Exercises to complete:
1. From the article on AI Overviews, extract the passage starting at "- Definitional and" and ending at "far less often.", copying it word for word.
2. Decide whether each statement below agrees with the article on AI Overviews, answering yes or no and quoting the words of the article that settle it: (a) User satisfaction ratings went up in the study. (b) Definitional and informational queries suffer the most. (c) Ranking position is now the metric that pays.
(Supplied text begins)
AI Overviews cut organic clicks 38%, field study finds
A randomized field study confirms what dashboards have been hinting at: AI Overviews are harvesting clicks without making users any happier.
Key takeaways
- Google's AI Overviews cut organic clicks on triggered queries by 38 percent in a controlled field study.
- User satisfaction did not improve, removing the last defensible argument that AI Overviews are a net-positive product change.
- Definitional and informational queries are hit hardest, exactly the terms that fund top-of-funnel awareness.
- Citation visibility, not ranking position, is now the metric that pays.
What happened
Per Search Engine Journal, a randomized field experiment found that Google's AI Overviews reduced organic clicks on triggered queries by 38%, while user satisfaction ratings stayed flat. The study isolated AI Overviews as the variable. Users did not report a better experience. They just clicked through to publishers far less often.
That second number is the one to sit with. If AI Overviews were producing meaningfully better answers, you would expect satisfaction to climb alongside the click drop. It did not. Google is harvesting roughly four in ten clicks that previously went to publishers, and users are no happier for it.
(Supplied text ends)
(Given material begins)
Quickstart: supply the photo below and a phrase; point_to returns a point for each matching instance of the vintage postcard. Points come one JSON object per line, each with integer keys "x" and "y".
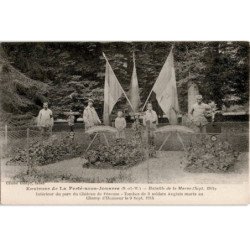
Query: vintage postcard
(Given material ends)
Answers to each task:
1.
- Definitional and informational queries are hit hardest, exactly the terms that fund top-of-funnel awareness.
- Citation visibility, not ranking position, is now the metric that pays.
What happened
Per Search Engine Journal, a randomized field experiment found that Google's AI Overviews reduced organic clicks on triggered queries by 38%, while user satisfaction ratings stayed flat. The study isolated AI Overviews as the variable. Users did not report a better experience. They just clicked through to publishers far less often.

2.
(a) No: "while user satisfaction ratings stayed flat"
(b) Yes: "Definitional and informational queries are hit hardest"
(c) No: "Citation visibility, not ranking position, is now the metric that pays."